_Task list_.
1. Copy out the passage on situational awareness from "3. Determine whether" up to and including "details as possible.", word for word.
2. Extend the school's guide on situational awareness, picking up right after its last sentence.

_Excerpt_.
Panorama Community Schools

Bullying Prevention & Community Responsibility

Situational Awareness
  1. Each of the colored roles below will be best handled if we are practicing our use of situational awareness
    1. "Situational Awareness" is a term often used by people who think a lot about keeping U.S. citizens safe - like the Department of Homeland Security, or police and fire fighters.
      1. Consider this description of situational awareness from a security expert, Scott Stafford, " It is important to note that situational awareness — being aware of one's surroundings and identifying potential threats and dangerous situations — is more of a mindset than a hard skill. Because of this, situational awareness is not something that can be practiced only by highly trained government agents or specialized corporate security teams. Indeed, it can be exercised by anyone with the will and the discipline to do so. Situational awareness is not only important for recognizing terrorist threats, but it also serves to identify criminal behavior and other dangerous situations " (A Practical Guide to Situational Awareness - comparison to driving levels of focus)
    2. It is our responsibility to be fully aware of our surroundings throughout our day. In this way we can look for cues about how safe our environment is for us and others. In general, public places require more situational awareness. 
    3. Determine whether the event you noticed, or that surprised you, has led your nervous system to have a false alarm, or if the alarm you feel is reasonable and you need to pay attention to take in as many details as possible.  
      1. Compare Stafford's 5 Levels of Situational Awareness to your own experiences - 
        1. tuned out - similar to when you are driving in a very familiar environment or are engrossed in thought, a daydream, a song on the radio or even by the kids fighting in the backseat. Increasingly, cellphone calls and texting are also causing people to tune out while they drive. Have you ever arrived somewhere in your vehicle without even really thinking about your drive there? If so, then you've experienced being tuned out.
        2. relaxed awareness - is like defensive driving. This is a state in which you are relaxed but are also watching the other cars on the road and are looking at the road ahead for potential hazards. For example, if you are approaching an intersection and another driver looks like he may not stop, you tap your brakes to slow your car in case he does not. Defensive driving does not make you weary, and you can drive this way for a long time if you have the discipline to keep yourself from slipping into tuned-out mode.

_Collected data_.
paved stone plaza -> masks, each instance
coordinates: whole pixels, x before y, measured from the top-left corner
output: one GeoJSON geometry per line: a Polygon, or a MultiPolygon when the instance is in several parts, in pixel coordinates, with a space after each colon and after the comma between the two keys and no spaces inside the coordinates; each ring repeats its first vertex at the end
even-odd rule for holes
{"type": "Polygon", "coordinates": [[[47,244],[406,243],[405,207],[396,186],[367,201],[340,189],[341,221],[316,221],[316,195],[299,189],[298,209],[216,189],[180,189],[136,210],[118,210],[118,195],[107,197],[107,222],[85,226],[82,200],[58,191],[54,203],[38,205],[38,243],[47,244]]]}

_Exercise responses_.
1.
3. Determine whether the event you noticed, or that surprised you, has led your nervous system to have a false alarm, or if the alarm you feel is reasonable and you need to pay attention to take in as many details as possible.

2.
        3. focused awareness - is like driving in hazardous road conditions. You need to practice this level of awareness when you are driving on icy or slushy roads — or the pothole-infested roads populated by erratic drivers that exist in many developing countries. When you are driving in such an environment, you need to keep two hands on the wheel at all times and have your attention totally focused on the road and the other drivers around you. You don't dare take your eyes off the road or let your attention wander. There is no time for cellphone calls or other distractions. The level of concentration required for this type of driving makes it extremely tiring and stressful.
        4. high alert - This is the level that induces an adrenaline rush, a prayer and a gasp for air all at the same time. This is what happens when that car you are watching at the intersection ahead doesn't stop at the stop sign and pulls out right in front of you. High alert can be scary, but at this level you are still able to function. You can hit your brakes and keep your car under control. In fact, the adrenaline rush you get at this stage can sometimes aid your reflexes.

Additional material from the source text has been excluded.